▶ To do:
Turn every line of the records below into a numbered list, skipping any blank lines. Leave the pictures out of your answer.

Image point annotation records

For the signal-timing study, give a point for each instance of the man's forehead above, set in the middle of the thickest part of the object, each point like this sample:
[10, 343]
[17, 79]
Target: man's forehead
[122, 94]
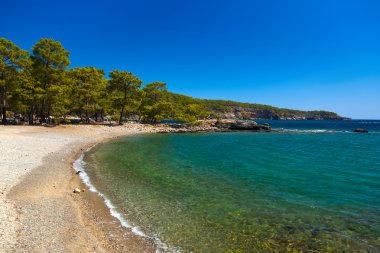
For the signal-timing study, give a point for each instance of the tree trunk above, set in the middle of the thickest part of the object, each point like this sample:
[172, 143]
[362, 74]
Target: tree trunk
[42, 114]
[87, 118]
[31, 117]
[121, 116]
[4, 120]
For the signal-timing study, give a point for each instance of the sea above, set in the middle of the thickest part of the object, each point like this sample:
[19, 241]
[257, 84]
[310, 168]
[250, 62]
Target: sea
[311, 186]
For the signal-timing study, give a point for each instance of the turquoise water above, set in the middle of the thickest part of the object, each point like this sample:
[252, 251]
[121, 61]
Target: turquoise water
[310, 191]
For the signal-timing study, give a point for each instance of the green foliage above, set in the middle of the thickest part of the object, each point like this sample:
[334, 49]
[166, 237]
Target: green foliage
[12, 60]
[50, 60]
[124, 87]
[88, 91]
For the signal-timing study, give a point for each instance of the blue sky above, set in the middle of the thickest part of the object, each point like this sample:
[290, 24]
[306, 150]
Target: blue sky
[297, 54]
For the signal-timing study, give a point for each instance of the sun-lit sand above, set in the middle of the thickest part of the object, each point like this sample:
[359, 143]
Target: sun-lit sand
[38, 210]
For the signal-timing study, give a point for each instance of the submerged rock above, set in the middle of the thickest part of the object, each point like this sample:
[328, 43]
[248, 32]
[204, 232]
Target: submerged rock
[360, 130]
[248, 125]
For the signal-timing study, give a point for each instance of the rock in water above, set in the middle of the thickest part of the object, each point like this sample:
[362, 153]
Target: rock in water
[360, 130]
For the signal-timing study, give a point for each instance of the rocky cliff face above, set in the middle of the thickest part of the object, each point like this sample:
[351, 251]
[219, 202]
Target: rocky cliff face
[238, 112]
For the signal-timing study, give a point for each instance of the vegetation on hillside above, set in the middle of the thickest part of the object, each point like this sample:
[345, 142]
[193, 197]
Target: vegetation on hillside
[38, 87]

▶ Answer to this problem:
1. For the signal-timing study, give a point for each instance of the man's forehead above, set in the middle of the thickest part of the object, each point like this sample:
2. [10, 343]
3. [17, 79]
4. Target: man's forehead
5. [122, 94]
6. For the signal-timing study, give a point for each instance of the tree trunk above, set in the middle of the thickest part of the object, each point like this sample:
7. [172, 143]
8. [362, 74]
9. Target: tree trunk
10. [42, 114]
11. [87, 118]
12. [31, 117]
13. [121, 116]
14. [4, 120]
15. For the signal-timing study, give a point for each instance of the sea above, set in the middle of the thickest part of the object, each point like this sample:
16. [19, 241]
17. [257, 84]
18. [310, 168]
19. [250, 62]
20. Target: sea
21. [311, 186]
22. For the signal-timing study, give a point for each instance of the turquoise water above, set in the middle of the thickest part of the object, each point like this sample:
23. [252, 251]
24. [121, 61]
25. Target: turquoise water
26. [310, 191]
27. For the signal-timing study, give a point for each instance of the green foliage above, set in the middle of the thickest part of the object, each point like this sample:
28. [334, 49]
29. [166, 237]
30. Target: green foliage
31. [12, 60]
32. [50, 60]
33. [124, 87]
34. [88, 91]
35. For the signal-timing study, give a point for each instance of the blue sky above, set in the middle of the thickest part of the object, each point like this sample:
36. [290, 24]
37. [306, 150]
38. Target: blue sky
39. [297, 54]
40. For the signal-timing study, give a point for each instance of the sun-lit sand above, set in the middle of the thickest part of the object, each point like this sample:
41. [359, 143]
42. Target: sun-lit sand
43. [38, 210]
44. For the signal-timing study, give a point for each instance of the submerged rock above, set in the middle of the thickest part of the object, each point like this sample:
45. [328, 43]
46. [248, 32]
47. [204, 232]
48. Target: submerged rock
49. [360, 130]
50. [248, 125]
51. For the signal-timing study, give a point for each instance of the rock in water above, set in the middle of the thickest part of the object, each point like this sample:
52. [362, 153]
53. Target: rock in water
54. [360, 130]
55. For the signal-timing study, give a point for each instance of the rocky cliff face above, set in the middle of the thickest part of the object, each point like this sample:
56. [351, 251]
57. [219, 202]
58. Target: rocky cliff face
59. [238, 112]
60. For the signal-timing study, give a point for each instance of the vegetation on hillside above, set in the middle of the thickest part of the object, each point like this sample:
61. [345, 142]
62. [193, 197]
63. Target: vegetation on hillside
64. [38, 87]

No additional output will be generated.